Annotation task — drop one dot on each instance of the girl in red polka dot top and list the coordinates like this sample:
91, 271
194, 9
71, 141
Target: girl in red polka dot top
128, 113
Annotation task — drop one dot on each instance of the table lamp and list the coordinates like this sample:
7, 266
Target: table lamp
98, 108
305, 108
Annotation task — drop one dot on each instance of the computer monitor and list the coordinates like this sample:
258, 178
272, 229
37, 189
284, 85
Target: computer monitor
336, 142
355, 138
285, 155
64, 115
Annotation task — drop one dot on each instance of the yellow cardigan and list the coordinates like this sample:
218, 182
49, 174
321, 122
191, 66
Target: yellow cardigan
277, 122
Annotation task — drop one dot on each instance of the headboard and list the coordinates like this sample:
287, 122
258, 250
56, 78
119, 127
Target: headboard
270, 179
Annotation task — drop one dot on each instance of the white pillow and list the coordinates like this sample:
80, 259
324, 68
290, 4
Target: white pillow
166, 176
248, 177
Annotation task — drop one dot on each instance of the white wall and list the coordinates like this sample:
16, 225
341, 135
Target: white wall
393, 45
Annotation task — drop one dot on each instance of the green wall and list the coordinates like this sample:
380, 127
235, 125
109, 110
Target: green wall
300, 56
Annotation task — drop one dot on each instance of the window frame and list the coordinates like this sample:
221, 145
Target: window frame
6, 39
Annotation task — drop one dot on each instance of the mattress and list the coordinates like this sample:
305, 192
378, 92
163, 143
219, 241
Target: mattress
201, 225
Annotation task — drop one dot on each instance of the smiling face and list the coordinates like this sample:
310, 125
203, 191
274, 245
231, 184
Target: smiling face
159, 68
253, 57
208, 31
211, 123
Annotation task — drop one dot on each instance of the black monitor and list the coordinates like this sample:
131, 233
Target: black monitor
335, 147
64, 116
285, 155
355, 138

··········

## DIRECTIONS FOR THIS TASK
The answer should consist of every record above, copied exactly.

## SOLUTION TO THIS PROBLEM
Annotation task — drop one dot on each instance of the girl in red polka dot top and list the coordinates like this sample:
91, 271
194, 9
71, 141
Target: girl in red polka dot top
128, 113
Annotation task — drop one dot on each instance of the table lamp and list the coordinates like this sample:
7, 266
Target: table lamp
98, 108
305, 108
Annotation task — drop one dot on each instance of the computer monitor and list the coordinates like this sample:
258, 178
272, 229
37, 189
284, 85
Target: computer monitor
336, 142
355, 138
285, 155
64, 115
Annotation task — drop one dot on each instance of the yellow cardigan and list the coordinates like this sample:
218, 182
49, 174
321, 122
191, 66
Target: yellow cardigan
277, 122
Annotation task — drop one dot on each instance of the headboard and list the coordinates like this sample:
287, 122
258, 250
56, 78
119, 127
Target: headboard
270, 179
Annotation task — drop one dot on each instance of the white pillow and list the coordinates like this sample:
80, 259
324, 68
290, 4
Target: white pillow
166, 176
248, 177
Annotation task — drop one dot on each instance of the white wall and list the coordinates like this sample:
16, 225
341, 135
Target: white wall
393, 45
Annotation task — drop one dot on each instance of the green wall and list the coordinates like this sample:
380, 127
235, 125
109, 110
Target: green wall
300, 56
Annotation task — drop one dot on each instance of the window frame and list the coordinates like this sample:
221, 145
Target: window frame
6, 39
Annotation task — drop one dot on each instance of the mattress and list the coordinates like this sample:
305, 192
378, 92
163, 143
219, 241
Target: mattress
201, 225
Annotation task — drop one dot on each instance of the smiling face and list the coordinates like this sample:
310, 125
203, 191
274, 245
231, 184
Target: smiling face
159, 68
253, 57
208, 31
211, 123
Annotation task — drop one dot on each instance of the black monitor and list the coordinates like this sample:
131, 233
Target: black monitor
335, 147
64, 116
285, 155
355, 138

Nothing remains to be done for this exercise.